● KUTIPAN TEKS:
>>>
Dani hanya tersenyum seperti tak percaya. Membuka hape pintarnya. Dengan dua kali sentuhan jari, blog saya terbuka. Sepertinya ia telah menyimpan blog saya di bookmark-nya.

“Nama blog-nya Usman Blangjruen,” katanya setelah blog itu terbuka.

“Iya, itu, kan, nama saya. Usman. Blangjruen itu kampung saya.”

Akhirnya kami sama-sama tertawa. Entah karena lucu ataukah senang. Tak jelas.

“Aku tertarik dengan tulisanmu tentang minyak angin,” ujarnya, “sebelum berangkat ke sini saya sempat bingung perihal obat-obatan di Taiwan. Setelah mencari dengan kata kunci ‘orang Aceh mencari obat di Taiwan’, saya dapat blog ini.”

Sepertinya, minyak angin menjadi kebutuhan kedua orang Aceh setelah minyak goreng. Saya sendiri bisa sakau tanpa minyak angin. Bingung.
<<<
● CUPLIKAN DATA:
>>>
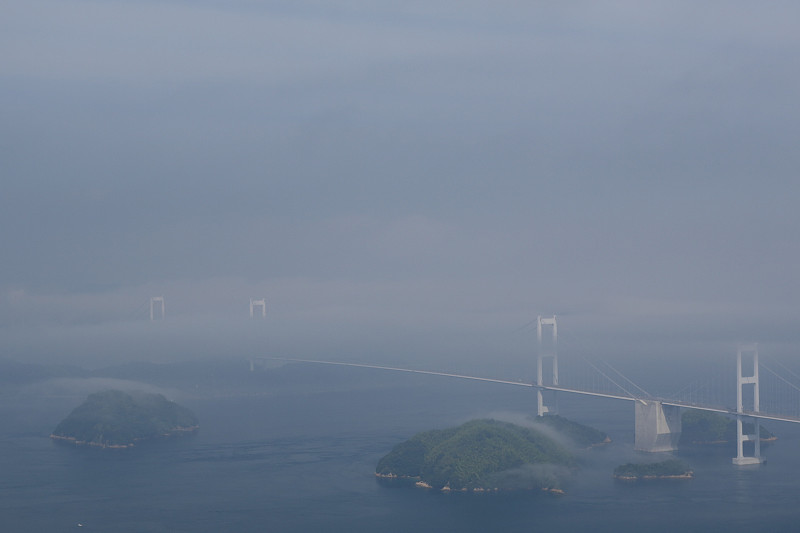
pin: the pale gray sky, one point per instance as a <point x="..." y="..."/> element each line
<<<
● TUGAS LATIHAN:
1. Menurut kutipan teks, apa arti kata Blangjruen dalam nama blog Usman Blangjruen?
2. Ringkas paragraf dalam kutipan teks yang dimulai dengan “Aku tertarik dengan tulisanmu” tanpa menghilangkan fakta pokoknya.
Data tersebut tidak diperlukan untuk mengerjakan tugas.

● JAWABAN:
1. Blangjruen adalah nama kampung Usman.

2. Dani tertarik pada tulisan tentang minyak angin. Sebelum berangkat, ia bingung soal obat-obatan di Taiwan, lalu menemukan blog itu lewat kata kunci ‘orang Aceh mencari obat di Taiwan’.